WHAT IS REQUIRED -
Below are the records. Transcribe them exactly.

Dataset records
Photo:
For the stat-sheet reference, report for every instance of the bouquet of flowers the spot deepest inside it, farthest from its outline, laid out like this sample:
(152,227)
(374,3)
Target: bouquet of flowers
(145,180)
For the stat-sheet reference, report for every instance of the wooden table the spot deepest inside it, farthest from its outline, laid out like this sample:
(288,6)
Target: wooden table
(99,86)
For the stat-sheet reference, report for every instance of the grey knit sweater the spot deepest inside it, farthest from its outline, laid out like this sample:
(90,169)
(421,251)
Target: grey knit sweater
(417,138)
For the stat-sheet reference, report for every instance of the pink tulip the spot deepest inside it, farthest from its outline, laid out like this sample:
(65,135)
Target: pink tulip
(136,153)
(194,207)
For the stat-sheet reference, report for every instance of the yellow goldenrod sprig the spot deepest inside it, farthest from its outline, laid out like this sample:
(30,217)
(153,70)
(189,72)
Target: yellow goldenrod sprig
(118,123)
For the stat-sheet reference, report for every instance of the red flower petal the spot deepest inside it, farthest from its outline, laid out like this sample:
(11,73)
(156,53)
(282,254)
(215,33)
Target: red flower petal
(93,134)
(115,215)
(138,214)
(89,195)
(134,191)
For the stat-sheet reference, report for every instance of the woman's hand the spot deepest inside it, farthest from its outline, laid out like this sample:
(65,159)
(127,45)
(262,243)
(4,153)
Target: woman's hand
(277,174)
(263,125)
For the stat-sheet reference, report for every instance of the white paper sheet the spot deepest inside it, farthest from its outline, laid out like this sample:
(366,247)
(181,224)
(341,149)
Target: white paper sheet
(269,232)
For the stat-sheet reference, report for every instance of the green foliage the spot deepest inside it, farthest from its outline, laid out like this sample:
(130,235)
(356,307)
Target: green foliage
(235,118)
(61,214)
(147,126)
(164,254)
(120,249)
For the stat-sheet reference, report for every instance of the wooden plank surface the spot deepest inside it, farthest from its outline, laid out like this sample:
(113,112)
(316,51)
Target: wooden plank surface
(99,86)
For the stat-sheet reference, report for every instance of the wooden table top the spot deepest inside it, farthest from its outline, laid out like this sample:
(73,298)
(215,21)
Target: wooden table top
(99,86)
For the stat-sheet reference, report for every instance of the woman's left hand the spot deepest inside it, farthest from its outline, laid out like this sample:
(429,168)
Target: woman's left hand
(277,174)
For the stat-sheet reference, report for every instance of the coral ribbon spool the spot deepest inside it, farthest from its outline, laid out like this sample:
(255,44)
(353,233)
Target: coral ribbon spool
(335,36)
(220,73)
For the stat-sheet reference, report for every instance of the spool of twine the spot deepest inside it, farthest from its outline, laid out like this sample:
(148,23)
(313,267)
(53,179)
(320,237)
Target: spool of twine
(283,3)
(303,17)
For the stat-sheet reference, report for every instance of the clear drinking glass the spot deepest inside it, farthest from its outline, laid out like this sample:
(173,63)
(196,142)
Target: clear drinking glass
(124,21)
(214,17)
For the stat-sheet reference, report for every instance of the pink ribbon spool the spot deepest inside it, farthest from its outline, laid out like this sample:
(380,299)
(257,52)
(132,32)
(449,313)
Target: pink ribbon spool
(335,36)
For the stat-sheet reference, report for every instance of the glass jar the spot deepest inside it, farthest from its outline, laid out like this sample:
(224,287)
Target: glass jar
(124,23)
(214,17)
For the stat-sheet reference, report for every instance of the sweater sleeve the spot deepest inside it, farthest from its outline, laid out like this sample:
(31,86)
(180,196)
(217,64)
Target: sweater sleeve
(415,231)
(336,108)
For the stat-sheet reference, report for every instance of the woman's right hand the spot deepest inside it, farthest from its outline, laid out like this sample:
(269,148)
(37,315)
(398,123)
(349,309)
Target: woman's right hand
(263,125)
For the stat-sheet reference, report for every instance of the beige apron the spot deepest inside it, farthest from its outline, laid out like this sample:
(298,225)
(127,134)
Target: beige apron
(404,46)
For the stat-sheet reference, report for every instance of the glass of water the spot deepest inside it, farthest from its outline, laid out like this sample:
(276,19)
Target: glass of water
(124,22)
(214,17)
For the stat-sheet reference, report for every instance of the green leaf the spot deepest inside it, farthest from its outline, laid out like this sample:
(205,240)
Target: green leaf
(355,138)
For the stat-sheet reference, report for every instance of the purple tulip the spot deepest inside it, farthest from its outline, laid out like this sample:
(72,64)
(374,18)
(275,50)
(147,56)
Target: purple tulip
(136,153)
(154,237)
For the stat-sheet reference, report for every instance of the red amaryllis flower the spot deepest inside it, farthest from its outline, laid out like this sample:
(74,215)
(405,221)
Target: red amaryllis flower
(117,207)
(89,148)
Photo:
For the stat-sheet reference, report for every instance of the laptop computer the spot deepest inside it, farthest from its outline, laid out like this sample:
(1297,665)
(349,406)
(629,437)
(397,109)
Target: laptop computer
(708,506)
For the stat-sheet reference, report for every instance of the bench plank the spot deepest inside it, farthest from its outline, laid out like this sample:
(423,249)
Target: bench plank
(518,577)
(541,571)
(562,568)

FINISHED TASK -
Photo:
For the stat-sheet reference, report for every instance of the bouquet of flowers the spot deepest inside it, farthest from its outline, laid out like this sample:
(152,227)
(374,3)
Target: bouquet of flowers
(145,180)
For the stat-sheet reference, report for every instance of the wooden table the spot deepest inside it, farthest from its outline, laid out like this sample:
(288,6)
Target: wooden table
(99,86)
For the stat-sheet reference, report for every instance of the grey knit sweater the spot deepest inside it, farthest from its outline, laid out like this sample:
(90,169)
(421,251)
Target: grey knit sweater
(417,138)
For the stat-sheet reference, report for every instance of the pink tulip the spot deepest inside it, farthest from its outline, laid out like this sample:
(65,135)
Target: pink tulip
(136,153)
(194,207)
For the stat-sheet reference, report for every instance of the yellow goldenrod sprig the spot deepest inside it, farthest from its outline, laid out like this sample:
(30,217)
(153,70)
(189,72)
Target: yellow goldenrod sprig
(118,123)
For the stat-sheet reference, report for every instance of the red flower petal the spot deepest inside it, farthest from its outline, laid out like this sample:
(11,73)
(156,53)
(282,254)
(215,33)
Target: red flower petal
(93,134)
(115,215)
(138,214)
(89,195)
(134,191)
For the stat-sheet reference, report for every instance of the woman's hand the spot deepest inside it, farthest from its outline, laid out like this sample:
(65,159)
(127,45)
(262,243)
(4,153)
Target: woman's hand
(277,174)
(263,125)
For the stat-sheet reference, report for every instance of the white paper sheet the spot deepest inside it, farthest from its outline, laid out like this sample:
(366,247)
(181,224)
(341,149)
Target: white paper sheet
(269,232)
For the stat-sheet reference, report for every instance of the green foliage the spot deepest inside it, farthest from its outline, laid out like this sample:
(130,235)
(356,307)
Target: green foliage
(235,118)
(61,214)
(147,126)
(164,254)
(120,249)
For the stat-sheet reference, report for every instance of the wooden plank surface the spot deepest inside it, farthest from its outline, laid out like this sample:
(113,112)
(316,51)
Target: wooden plank surface
(99,86)
For the stat-sheet reference, report for every instance of the wooden table top the spot deepest inside it, farthest from its outline, laid out like this sample:
(73,298)
(215,21)
Target: wooden table top
(99,86)
For the stat-sheet reference, report for every instance of the woman's left hand the spot deepest inside it, farthest from its outline, laid out like this sample:
(429,168)
Target: woman's left hand
(277,174)
For the stat-sheet reference, report for every instance of the coral ribbon spool the spot deepest inside it, farthest from its outline, laid out like this sample:
(255,44)
(353,233)
Target: coral ribbon spool
(335,36)
(220,73)
For the stat-sheet reference, report for every instance of the spool of twine the spot deepest inside it, farthest from its outline, laid out like this sample:
(148,23)
(313,267)
(53,179)
(320,237)
Target: spool of twine
(283,3)
(303,17)
For the stat-sheet reference, report for every instance of the clear drinking glass the spot deepest inside it, farthest from its outline, laid out like this sample:
(173,63)
(196,142)
Target: clear drinking glass
(124,21)
(214,17)
For the stat-sheet reference, report for every instance of the pink ribbon spool the spot deepest inside it, farthest from its outline, laid out like this sample:
(380,299)
(257,52)
(132,32)
(449,313)
Target: pink ribbon spool
(335,36)
For the stat-sheet reference, report for every instance of the glass jar the spot deepest inside it, farthest from its outline, laid out like this sample:
(224,287)
Target: glass jar
(124,23)
(214,17)
For the stat-sheet reference, report for every instance of the sweater sleeve the spot deepest inside it, farthest from its outline, laid out like this sample:
(31,86)
(180,196)
(217,64)
Target: sweater sleeve
(415,231)
(336,108)
For the stat-sheet reference, report for every instance of the woman's right hand the spot deepest inside it, farthest from its outline, laid out like this sample:
(269,148)
(37,315)
(398,123)
(349,309)
Target: woman's right hand
(263,125)
For the stat-sheet reference, report for every instance of the beige apron the spot deepest inside it, farthest from its outline, laid out like this sample:
(298,225)
(127,134)
Target: beige apron
(404,46)
For the stat-sheet reference, report for every instance of the glass of water the spot deepest inside it, farthest from its outline, laid out like this sample:
(276,19)
Target: glass of water
(124,22)
(214,17)
For the stat-sheet reference, report for every instance of the green leaf the spot deepest inside it, farthest from its outline, laid out like this sample:
(205,240)
Target: green leaf
(355,138)
For the stat-sheet reference, report for every instance of the purple tulip the spot deepest inside it, farthest from its outline, laid out like this sample:
(72,64)
(374,18)
(275,50)
(147,56)
Target: purple tulip
(136,153)
(154,237)
For the stat-sheet reference, report for every instance of the red amaryllis flower the spot deepest inside it, farthest from its outline, laid out like this sample:
(74,215)
(405,221)
Target: red amaryllis flower
(117,207)
(89,148)
Photo:
For the stat-sheet reference, report for every instance of the laptop computer the spot deepest inside it, farthest from its outline, laid out like this sample:
(1297,665)
(349,406)
(629,437)
(397,109)
Target: laptop computer
(708,506)
For the stat-sheet reference, report for every instance of the bench plank the spot deepest inside it, farthest from its outline, laid out like this sample:
(423,249)
Target: bench plank
(518,577)
(541,571)
(562,568)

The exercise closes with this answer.